[Source data]
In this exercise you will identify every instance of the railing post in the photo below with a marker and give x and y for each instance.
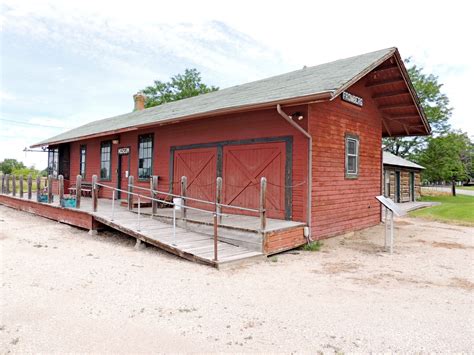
(7, 179)
(129, 195)
(78, 190)
(184, 187)
(13, 185)
(94, 193)
(20, 186)
(29, 183)
(113, 205)
(38, 188)
(50, 188)
(61, 188)
(215, 236)
(263, 204)
(138, 229)
(219, 199)
(154, 187)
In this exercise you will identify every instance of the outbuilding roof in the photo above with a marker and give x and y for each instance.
(395, 160)
(325, 81)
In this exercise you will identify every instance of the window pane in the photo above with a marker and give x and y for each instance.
(105, 157)
(145, 156)
(351, 164)
(351, 146)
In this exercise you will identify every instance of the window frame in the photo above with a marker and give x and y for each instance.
(83, 147)
(139, 141)
(355, 138)
(53, 157)
(102, 145)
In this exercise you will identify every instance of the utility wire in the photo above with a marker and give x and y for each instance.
(30, 124)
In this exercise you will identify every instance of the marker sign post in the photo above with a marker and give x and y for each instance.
(391, 208)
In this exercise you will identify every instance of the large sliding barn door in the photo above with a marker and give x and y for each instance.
(199, 166)
(244, 165)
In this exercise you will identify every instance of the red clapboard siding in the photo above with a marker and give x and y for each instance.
(249, 125)
(339, 204)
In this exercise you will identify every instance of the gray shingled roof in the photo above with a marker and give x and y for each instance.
(391, 159)
(325, 78)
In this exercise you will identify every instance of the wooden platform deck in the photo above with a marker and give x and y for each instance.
(187, 244)
(239, 236)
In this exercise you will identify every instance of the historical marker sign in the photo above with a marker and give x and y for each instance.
(353, 99)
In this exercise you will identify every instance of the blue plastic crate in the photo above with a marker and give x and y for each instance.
(68, 202)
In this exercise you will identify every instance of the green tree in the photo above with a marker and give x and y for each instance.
(180, 86)
(447, 158)
(437, 109)
(26, 171)
(7, 166)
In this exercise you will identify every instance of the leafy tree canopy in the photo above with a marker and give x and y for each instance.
(7, 166)
(437, 109)
(447, 157)
(180, 86)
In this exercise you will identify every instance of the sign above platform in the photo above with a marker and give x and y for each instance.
(124, 151)
(391, 205)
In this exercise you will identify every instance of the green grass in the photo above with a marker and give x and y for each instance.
(458, 210)
(465, 187)
(313, 246)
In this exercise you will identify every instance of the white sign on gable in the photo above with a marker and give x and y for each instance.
(356, 100)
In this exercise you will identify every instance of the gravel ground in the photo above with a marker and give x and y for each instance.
(65, 291)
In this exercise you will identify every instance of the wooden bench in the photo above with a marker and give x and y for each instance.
(86, 189)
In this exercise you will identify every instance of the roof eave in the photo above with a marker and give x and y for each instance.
(321, 96)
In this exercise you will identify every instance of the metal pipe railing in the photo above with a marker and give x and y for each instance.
(197, 200)
(214, 213)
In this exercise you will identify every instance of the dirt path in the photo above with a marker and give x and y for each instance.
(63, 290)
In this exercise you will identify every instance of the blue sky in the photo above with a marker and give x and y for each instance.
(67, 63)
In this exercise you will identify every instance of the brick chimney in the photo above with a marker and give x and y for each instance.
(139, 100)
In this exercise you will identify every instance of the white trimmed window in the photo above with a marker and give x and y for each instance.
(352, 156)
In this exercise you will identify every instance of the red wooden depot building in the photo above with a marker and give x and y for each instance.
(314, 133)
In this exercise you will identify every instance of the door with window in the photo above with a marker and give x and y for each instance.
(123, 170)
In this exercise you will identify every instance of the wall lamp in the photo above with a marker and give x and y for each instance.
(297, 115)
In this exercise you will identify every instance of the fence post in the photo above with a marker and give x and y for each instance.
(78, 190)
(215, 236)
(38, 188)
(219, 199)
(20, 186)
(129, 195)
(184, 187)
(94, 193)
(263, 204)
(7, 178)
(50, 188)
(61, 188)
(13, 185)
(154, 187)
(29, 183)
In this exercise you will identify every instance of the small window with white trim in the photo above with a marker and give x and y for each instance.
(352, 156)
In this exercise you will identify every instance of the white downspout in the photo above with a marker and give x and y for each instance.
(310, 162)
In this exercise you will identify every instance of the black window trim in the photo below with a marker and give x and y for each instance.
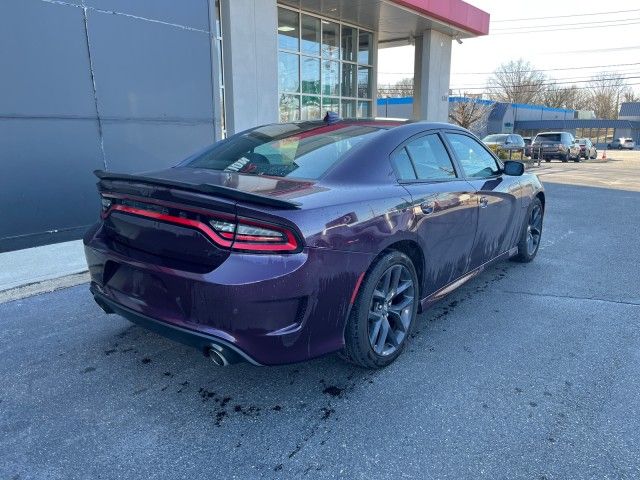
(417, 180)
(453, 153)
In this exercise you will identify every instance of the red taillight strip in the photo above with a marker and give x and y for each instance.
(163, 203)
(225, 239)
(290, 246)
(208, 231)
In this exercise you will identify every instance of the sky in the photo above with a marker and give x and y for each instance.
(581, 45)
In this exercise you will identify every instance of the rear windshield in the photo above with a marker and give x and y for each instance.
(495, 138)
(548, 137)
(300, 150)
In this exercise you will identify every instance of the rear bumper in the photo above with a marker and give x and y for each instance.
(265, 309)
(194, 339)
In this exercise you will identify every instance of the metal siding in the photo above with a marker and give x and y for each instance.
(46, 176)
(149, 70)
(186, 13)
(142, 146)
(45, 64)
(630, 109)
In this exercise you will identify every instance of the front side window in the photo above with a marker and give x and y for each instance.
(283, 150)
(430, 158)
(474, 159)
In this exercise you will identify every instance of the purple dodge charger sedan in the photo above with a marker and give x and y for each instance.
(290, 241)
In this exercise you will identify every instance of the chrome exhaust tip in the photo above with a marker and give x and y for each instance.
(217, 357)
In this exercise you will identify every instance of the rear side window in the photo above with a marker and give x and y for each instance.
(548, 137)
(403, 165)
(475, 160)
(424, 159)
(284, 150)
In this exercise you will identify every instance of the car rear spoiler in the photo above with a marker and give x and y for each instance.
(205, 188)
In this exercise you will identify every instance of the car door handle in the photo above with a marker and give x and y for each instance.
(427, 208)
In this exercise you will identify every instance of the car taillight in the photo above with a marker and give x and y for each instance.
(226, 231)
(252, 235)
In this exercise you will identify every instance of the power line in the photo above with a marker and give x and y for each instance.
(486, 92)
(563, 16)
(565, 29)
(572, 80)
(542, 70)
(584, 24)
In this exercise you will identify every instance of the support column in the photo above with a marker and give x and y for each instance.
(250, 30)
(431, 77)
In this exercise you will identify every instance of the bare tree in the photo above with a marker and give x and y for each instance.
(605, 92)
(402, 88)
(630, 95)
(470, 114)
(517, 82)
(558, 96)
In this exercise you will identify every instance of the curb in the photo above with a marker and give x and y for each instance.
(45, 286)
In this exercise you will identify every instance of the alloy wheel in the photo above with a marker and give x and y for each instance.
(534, 229)
(391, 310)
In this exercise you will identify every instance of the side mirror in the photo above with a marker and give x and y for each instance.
(513, 169)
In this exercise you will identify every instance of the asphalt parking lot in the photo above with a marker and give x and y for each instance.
(528, 371)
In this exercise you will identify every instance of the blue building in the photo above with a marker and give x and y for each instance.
(529, 120)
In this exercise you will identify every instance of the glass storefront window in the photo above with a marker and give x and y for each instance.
(349, 35)
(348, 80)
(349, 109)
(323, 65)
(288, 30)
(310, 35)
(288, 71)
(330, 40)
(364, 82)
(365, 43)
(364, 109)
(311, 108)
(289, 108)
(310, 75)
(330, 105)
(330, 78)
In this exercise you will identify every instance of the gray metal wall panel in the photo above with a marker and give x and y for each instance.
(46, 176)
(43, 60)
(149, 70)
(136, 147)
(188, 13)
(250, 62)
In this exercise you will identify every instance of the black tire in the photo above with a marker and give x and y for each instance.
(359, 348)
(525, 251)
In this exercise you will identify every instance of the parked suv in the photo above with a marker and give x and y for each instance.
(621, 143)
(505, 141)
(587, 149)
(559, 145)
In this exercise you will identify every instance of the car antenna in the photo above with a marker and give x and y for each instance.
(331, 117)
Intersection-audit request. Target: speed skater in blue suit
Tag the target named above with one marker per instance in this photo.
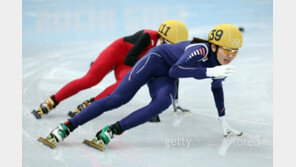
(160, 69)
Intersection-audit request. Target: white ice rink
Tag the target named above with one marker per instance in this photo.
(61, 39)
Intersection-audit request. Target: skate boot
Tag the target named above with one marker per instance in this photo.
(104, 136)
(45, 107)
(155, 119)
(80, 107)
(57, 135)
(177, 107)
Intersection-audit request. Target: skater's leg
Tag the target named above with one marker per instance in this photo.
(176, 104)
(161, 89)
(120, 71)
(147, 68)
(105, 62)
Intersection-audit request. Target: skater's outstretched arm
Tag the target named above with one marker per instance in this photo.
(140, 40)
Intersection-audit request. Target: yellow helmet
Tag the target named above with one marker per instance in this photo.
(173, 31)
(226, 35)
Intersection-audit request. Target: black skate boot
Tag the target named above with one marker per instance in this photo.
(104, 136)
(45, 107)
(57, 135)
(80, 107)
(155, 119)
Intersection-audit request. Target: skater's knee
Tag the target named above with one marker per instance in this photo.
(91, 80)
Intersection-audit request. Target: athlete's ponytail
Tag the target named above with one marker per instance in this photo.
(198, 40)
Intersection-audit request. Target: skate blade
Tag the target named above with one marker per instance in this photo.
(240, 134)
(91, 144)
(36, 115)
(46, 142)
(71, 114)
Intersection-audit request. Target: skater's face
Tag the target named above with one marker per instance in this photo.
(161, 41)
(225, 55)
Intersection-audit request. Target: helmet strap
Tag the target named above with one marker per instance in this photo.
(215, 53)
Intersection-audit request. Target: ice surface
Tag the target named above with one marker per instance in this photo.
(59, 42)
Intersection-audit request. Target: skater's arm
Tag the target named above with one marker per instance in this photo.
(139, 46)
(217, 90)
(189, 65)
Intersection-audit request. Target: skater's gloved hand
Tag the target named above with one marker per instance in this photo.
(220, 72)
(227, 129)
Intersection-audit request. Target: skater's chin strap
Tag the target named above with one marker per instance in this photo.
(70, 125)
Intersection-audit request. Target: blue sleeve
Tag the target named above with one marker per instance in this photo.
(217, 90)
(189, 65)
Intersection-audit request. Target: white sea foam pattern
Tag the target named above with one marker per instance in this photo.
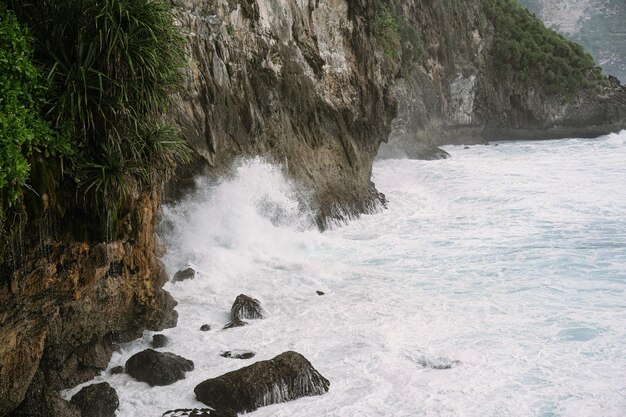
(495, 285)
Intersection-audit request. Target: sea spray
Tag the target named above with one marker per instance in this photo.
(494, 285)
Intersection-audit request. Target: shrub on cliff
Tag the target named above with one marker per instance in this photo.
(24, 134)
(525, 48)
(112, 67)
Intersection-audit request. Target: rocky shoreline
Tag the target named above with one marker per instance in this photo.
(286, 377)
(310, 88)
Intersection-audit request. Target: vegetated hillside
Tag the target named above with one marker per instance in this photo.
(84, 151)
(487, 69)
(597, 24)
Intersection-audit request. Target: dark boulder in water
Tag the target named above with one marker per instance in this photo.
(235, 323)
(158, 368)
(246, 307)
(287, 377)
(159, 341)
(184, 275)
(441, 363)
(199, 412)
(117, 370)
(238, 354)
(97, 400)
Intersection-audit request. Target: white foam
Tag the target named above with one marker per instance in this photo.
(506, 263)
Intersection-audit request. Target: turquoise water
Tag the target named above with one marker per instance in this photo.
(494, 285)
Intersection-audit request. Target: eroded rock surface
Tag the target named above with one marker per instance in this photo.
(245, 308)
(158, 368)
(301, 82)
(97, 400)
(287, 377)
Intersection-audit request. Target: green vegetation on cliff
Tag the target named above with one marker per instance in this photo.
(529, 51)
(110, 68)
(399, 39)
(24, 134)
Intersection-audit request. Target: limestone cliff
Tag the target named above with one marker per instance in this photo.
(302, 82)
(454, 93)
(64, 302)
(310, 84)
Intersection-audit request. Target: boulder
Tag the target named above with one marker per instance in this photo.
(287, 377)
(159, 341)
(117, 370)
(184, 274)
(238, 354)
(97, 400)
(235, 323)
(199, 412)
(246, 307)
(158, 368)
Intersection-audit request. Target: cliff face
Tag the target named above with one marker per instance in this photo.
(301, 82)
(64, 302)
(454, 92)
(596, 24)
(309, 84)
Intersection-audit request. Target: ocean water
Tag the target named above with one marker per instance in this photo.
(493, 285)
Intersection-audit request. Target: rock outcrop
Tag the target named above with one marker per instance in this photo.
(245, 308)
(97, 400)
(301, 82)
(287, 377)
(308, 84)
(65, 301)
(450, 91)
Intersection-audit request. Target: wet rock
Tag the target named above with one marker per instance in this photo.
(441, 363)
(184, 275)
(117, 370)
(159, 341)
(97, 400)
(235, 323)
(238, 354)
(246, 307)
(287, 377)
(158, 368)
(199, 412)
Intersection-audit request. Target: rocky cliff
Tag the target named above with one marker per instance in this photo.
(597, 24)
(65, 301)
(313, 85)
(301, 82)
(455, 91)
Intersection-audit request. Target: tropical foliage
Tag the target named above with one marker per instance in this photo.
(110, 68)
(524, 47)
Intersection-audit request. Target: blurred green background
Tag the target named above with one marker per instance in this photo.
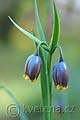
(16, 47)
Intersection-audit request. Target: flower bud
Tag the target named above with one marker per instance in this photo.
(32, 67)
(60, 75)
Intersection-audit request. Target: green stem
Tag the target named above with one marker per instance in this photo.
(46, 85)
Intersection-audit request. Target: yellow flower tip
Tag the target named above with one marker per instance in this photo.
(59, 87)
(34, 80)
(24, 76)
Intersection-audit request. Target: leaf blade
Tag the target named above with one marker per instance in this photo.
(24, 31)
(18, 107)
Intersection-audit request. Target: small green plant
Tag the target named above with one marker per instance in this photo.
(40, 62)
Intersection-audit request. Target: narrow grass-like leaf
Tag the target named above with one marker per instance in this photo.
(25, 32)
(22, 115)
(40, 30)
(56, 28)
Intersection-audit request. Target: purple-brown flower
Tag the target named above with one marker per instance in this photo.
(60, 75)
(33, 67)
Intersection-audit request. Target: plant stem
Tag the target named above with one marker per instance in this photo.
(46, 85)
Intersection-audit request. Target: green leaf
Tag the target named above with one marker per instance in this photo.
(40, 30)
(25, 32)
(18, 107)
(56, 28)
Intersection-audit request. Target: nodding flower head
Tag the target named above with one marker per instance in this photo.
(60, 75)
(32, 67)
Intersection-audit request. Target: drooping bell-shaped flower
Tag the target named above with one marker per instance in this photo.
(60, 73)
(32, 67)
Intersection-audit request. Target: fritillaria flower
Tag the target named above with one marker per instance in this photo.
(32, 67)
(60, 75)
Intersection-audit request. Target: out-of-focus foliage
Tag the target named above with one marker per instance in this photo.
(13, 56)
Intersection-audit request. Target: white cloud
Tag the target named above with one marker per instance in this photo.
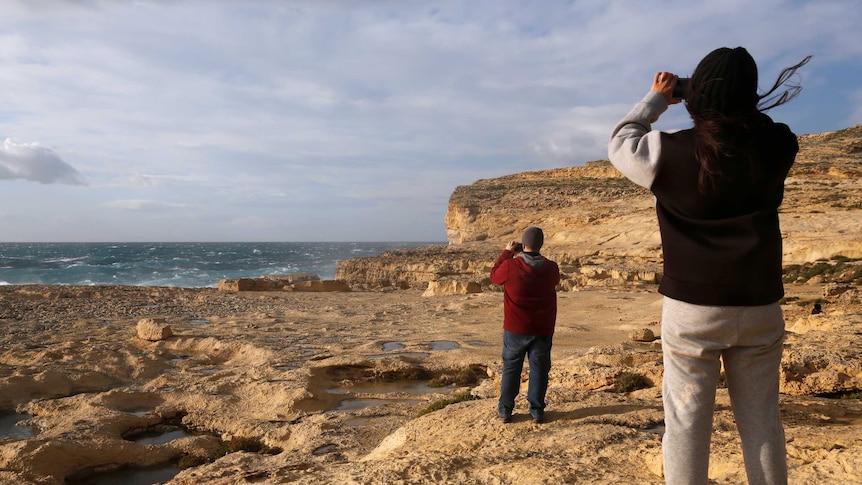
(143, 205)
(200, 113)
(29, 161)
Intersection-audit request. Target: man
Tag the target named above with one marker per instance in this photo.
(529, 316)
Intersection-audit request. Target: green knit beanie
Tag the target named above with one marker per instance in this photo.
(724, 82)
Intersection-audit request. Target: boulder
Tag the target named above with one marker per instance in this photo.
(266, 282)
(444, 288)
(318, 286)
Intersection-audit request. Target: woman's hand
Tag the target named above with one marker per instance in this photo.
(663, 83)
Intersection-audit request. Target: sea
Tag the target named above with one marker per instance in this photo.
(187, 265)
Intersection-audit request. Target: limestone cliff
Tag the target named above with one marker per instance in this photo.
(602, 229)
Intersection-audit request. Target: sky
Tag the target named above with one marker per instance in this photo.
(349, 120)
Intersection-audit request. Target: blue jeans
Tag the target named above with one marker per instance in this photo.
(538, 351)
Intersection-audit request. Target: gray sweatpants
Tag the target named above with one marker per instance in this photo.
(749, 340)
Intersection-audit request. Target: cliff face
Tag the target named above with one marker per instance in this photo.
(602, 228)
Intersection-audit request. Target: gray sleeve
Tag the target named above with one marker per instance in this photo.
(634, 147)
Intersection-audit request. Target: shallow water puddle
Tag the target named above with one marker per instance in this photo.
(445, 345)
(381, 387)
(160, 435)
(357, 404)
(409, 355)
(128, 476)
(324, 449)
(9, 427)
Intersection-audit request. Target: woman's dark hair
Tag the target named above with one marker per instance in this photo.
(723, 102)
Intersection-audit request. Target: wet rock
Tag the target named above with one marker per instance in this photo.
(153, 329)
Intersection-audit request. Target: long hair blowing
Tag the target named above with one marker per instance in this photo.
(722, 138)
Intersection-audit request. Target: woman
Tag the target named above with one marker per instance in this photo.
(718, 187)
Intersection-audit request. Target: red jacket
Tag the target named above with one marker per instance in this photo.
(529, 294)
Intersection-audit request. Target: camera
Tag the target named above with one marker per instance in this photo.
(679, 89)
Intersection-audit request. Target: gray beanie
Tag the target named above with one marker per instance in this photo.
(533, 238)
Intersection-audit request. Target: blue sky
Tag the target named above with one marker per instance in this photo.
(333, 120)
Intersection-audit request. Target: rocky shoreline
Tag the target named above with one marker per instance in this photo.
(389, 373)
(295, 387)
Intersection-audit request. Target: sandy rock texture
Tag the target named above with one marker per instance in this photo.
(286, 387)
(602, 229)
(389, 374)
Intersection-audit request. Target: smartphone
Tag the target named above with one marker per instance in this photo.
(679, 89)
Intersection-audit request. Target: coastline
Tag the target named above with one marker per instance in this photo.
(330, 380)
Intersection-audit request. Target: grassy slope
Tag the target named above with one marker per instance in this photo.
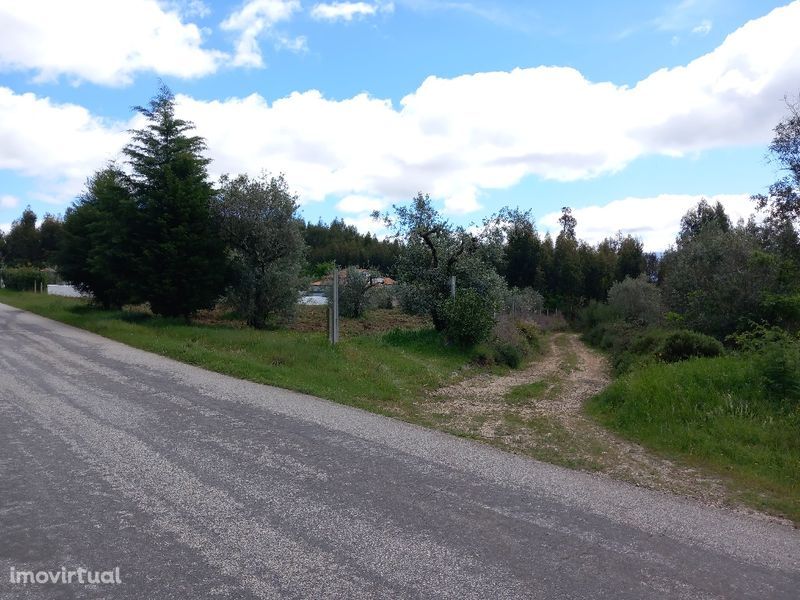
(383, 373)
(712, 413)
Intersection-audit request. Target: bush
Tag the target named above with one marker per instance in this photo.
(23, 279)
(353, 293)
(468, 318)
(509, 354)
(637, 301)
(684, 344)
(523, 302)
(381, 296)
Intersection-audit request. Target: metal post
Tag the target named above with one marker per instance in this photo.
(333, 322)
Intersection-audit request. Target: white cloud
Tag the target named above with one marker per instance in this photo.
(360, 204)
(704, 28)
(454, 138)
(100, 41)
(347, 11)
(366, 224)
(656, 221)
(254, 19)
(58, 144)
(9, 201)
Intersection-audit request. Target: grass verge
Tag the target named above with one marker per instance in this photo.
(380, 372)
(713, 413)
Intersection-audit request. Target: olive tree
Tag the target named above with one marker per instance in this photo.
(433, 251)
(259, 224)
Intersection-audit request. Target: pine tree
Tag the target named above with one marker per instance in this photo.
(181, 266)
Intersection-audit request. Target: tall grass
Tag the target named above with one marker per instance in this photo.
(716, 413)
(384, 373)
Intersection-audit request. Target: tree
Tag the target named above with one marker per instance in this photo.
(636, 300)
(783, 199)
(98, 252)
(50, 231)
(703, 217)
(181, 266)
(23, 246)
(630, 259)
(521, 254)
(568, 222)
(353, 293)
(259, 224)
(718, 280)
(433, 251)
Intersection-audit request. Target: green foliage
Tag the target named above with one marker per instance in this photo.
(716, 280)
(23, 279)
(353, 290)
(523, 303)
(468, 318)
(99, 250)
(257, 219)
(433, 252)
(637, 301)
(382, 296)
(683, 344)
(22, 243)
(181, 262)
(783, 198)
(342, 244)
(716, 412)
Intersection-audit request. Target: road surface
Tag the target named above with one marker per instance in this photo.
(197, 485)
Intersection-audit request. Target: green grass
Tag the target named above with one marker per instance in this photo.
(713, 413)
(384, 373)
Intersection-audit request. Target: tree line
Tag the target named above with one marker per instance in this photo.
(156, 230)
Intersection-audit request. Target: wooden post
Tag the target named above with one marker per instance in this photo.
(333, 310)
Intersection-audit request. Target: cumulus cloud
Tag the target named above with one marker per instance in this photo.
(347, 11)
(101, 42)
(58, 144)
(704, 28)
(455, 138)
(256, 18)
(9, 201)
(656, 221)
(360, 204)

_Your instructions_:
Within the data above, pick out all lines holding the word "hair".

_Output for this task_:
Intersection-audit request. Target: woman's dark hair
Intersection-audit request. Target: long hair blowing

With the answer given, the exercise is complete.